--- Listed entries Enclosed Below ---
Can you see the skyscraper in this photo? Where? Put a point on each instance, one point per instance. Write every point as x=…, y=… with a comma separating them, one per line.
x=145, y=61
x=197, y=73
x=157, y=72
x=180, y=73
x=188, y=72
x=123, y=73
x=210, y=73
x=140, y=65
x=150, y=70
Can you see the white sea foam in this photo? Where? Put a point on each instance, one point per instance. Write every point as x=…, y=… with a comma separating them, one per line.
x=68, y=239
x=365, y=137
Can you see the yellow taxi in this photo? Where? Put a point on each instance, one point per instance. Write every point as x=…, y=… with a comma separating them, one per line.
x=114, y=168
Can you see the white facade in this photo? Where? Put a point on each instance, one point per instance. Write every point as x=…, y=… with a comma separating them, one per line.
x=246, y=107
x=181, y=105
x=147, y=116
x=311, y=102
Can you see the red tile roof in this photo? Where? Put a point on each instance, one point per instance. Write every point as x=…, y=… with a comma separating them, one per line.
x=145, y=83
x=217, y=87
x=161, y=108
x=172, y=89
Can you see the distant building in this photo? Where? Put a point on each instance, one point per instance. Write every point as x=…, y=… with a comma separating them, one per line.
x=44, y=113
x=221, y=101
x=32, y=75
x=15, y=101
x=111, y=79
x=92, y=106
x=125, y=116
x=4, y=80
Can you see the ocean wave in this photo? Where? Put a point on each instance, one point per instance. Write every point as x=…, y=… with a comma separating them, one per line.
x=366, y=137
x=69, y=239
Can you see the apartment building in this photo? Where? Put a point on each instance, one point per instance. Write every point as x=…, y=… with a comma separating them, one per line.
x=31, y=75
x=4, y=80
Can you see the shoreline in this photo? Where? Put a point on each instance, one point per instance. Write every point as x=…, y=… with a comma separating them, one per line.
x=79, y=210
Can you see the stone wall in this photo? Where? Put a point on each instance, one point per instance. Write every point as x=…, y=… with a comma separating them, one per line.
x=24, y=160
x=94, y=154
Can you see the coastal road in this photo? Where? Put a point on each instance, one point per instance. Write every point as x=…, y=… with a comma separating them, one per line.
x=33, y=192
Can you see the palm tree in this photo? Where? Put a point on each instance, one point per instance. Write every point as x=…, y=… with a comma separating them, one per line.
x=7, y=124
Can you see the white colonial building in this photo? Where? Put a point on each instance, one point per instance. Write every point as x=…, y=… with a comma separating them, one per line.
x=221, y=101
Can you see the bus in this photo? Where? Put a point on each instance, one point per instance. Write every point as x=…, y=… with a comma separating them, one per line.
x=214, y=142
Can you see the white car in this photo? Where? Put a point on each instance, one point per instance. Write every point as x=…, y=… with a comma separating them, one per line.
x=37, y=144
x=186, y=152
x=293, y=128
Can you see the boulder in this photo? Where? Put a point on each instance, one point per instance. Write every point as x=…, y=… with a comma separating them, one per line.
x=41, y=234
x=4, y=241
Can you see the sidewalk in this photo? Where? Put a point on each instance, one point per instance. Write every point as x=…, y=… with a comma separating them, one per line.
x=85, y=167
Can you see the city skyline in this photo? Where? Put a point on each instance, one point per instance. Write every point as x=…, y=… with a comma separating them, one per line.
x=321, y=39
--- End of Enclosed Listed entries ---
> **Required action**:
All entries are to be retyped with no difference from the original.

> **Solution to this task**:
Can you see the skyscraper in this photo? Where? Put a point on each instance, one point per instance. Write every point as x=…, y=… with a comma separating them, one per line.
x=145, y=61
x=197, y=73
x=157, y=72
x=180, y=73
x=188, y=72
x=123, y=73
x=210, y=73
x=140, y=65
x=150, y=70
Can you see the white sea foam in this photo? Where? Put a point on each instance, one point per instance. Write every point as x=…, y=… with a comma separating them, one per line.
x=68, y=239
x=365, y=137
Can you see the yellow taxi in this photo? Where? Put a point on each instance, one point per instance. Write every point as x=…, y=… with a comma separating them, one per line.
x=114, y=168
Can you see the white facade in this photo? Where? Put a point on each instance, one point per instance. Write every point as x=…, y=… with a comma separating them, one per line.
x=246, y=107
x=181, y=105
x=147, y=116
x=311, y=102
Can you see the red tile roof in this photo? Where? Put a point on each instance, one point per instance. Write every point as x=…, y=… with a comma separating them, one per line.
x=145, y=83
x=217, y=87
x=161, y=108
x=172, y=89
Can you see the distant building in this photo? Where? Put a point on each instance, one point per instance. Write every point as x=…, y=… with a comma separating them, one per line.
x=44, y=113
x=221, y=101
x=32, y=75
x=15, y=101
x=111, y=79
x=92, y=106
x=125, y=116
x=4, y=80
Can you see the ocean wave in this photo? Where? Put a point on each instance, one point per instance. Write every point as x=…, y=… with a comma separating them, one per line.
x=366, y=137
x=69, y=239
Can you see the apartment building in this photo? Where? Put a point on each instance, one point per instance. Write every point as x=…, y=… with a comma separating them, one per line.
x=31, y=75
x=4, y=80
Can you see the shoreline in this photo? Where? Put a point on each instance, one point per instance. Write every point as x=…, y=… with a comma separating them, one per line.
x=79, y=210
Can you see the stone wall in this photo? Where? Put a point on each instance, one point per instance. Write every point as x=…, y=… with a comma separating them, one per line.
x=24, y=160
x=94, y=154
Can you see the coastal road in this photo? Where? Put a point on each instance, one point per instance. Write every point as x=…, y=… with a comma separating them, one per line.
x=33, y=192
Can you see the palm tree in this photo? Where? Put a point on each instance, one point per instance. Write every point as x=…, y=… with a comma separating them, one per line.
x=7, y=124
Can you see the white colonial building in this photo? Where? Put a point on each instance, one point per instance. Write every point as x=…, y=… with a comma separating them, one per line.
x=221, y=101
Can you see the bus in this photo? Where? Put a point on each instance, one point per instance. Write every point as x=…, y=… with a comma separating them, one per line.
x=214, y=142
Can you see the white car in this photo? Where? Put a point on each instance, one point per instance. Write every point as x=…, y=… with a comma separating them, one per line.
x=37, y=144
x=186, y=152
x=293, y=128
Can you see the boulder in this photo? Where? Put a point on each instance, one point per instance. Write every point as x=…, y=… with a comma separating them, one per line.
x=41, y=234
x=4, y=241
Can you see the sidewalk in this photo? Where? Put a point on each instance, one point per instance. Write every point as x=…, y=… with a comma separating them, one per line.
x=85, y=167
Can you see the city skyline in this photo? Where? Put a point on each instance, one point per instance. Write every point as x=…, y=… with a comma separating them, one per line.
x=321, y=39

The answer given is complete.